═══ Input ═══
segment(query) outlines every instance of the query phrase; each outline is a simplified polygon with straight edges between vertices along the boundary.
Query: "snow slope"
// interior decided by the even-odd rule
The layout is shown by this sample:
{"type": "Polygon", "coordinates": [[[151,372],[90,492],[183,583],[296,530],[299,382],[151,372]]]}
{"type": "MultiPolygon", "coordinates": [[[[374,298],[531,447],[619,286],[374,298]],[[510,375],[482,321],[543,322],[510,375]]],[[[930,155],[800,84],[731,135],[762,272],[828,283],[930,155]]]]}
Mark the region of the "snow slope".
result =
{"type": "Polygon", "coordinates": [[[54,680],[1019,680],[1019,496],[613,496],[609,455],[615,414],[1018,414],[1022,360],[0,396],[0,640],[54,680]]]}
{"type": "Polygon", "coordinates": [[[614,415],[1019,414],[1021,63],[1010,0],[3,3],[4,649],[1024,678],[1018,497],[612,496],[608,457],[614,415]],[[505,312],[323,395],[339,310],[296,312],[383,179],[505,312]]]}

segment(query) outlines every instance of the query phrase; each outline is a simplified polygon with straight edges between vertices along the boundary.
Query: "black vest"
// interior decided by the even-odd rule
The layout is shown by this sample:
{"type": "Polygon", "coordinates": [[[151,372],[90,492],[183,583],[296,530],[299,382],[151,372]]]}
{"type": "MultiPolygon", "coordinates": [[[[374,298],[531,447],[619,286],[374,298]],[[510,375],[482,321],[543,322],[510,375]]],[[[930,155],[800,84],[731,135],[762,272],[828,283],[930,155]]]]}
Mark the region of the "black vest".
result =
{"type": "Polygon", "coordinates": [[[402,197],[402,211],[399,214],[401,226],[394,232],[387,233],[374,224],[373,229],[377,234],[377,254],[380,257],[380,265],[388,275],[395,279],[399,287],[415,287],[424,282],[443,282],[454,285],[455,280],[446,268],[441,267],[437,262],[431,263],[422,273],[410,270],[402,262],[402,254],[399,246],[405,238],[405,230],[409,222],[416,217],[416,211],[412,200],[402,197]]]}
═══
# What the task requires
Gather all lines of the records that include the word "region".

# Answer to this exercise
Mark the region of the "snow slope".
Mark the region of the "black vest".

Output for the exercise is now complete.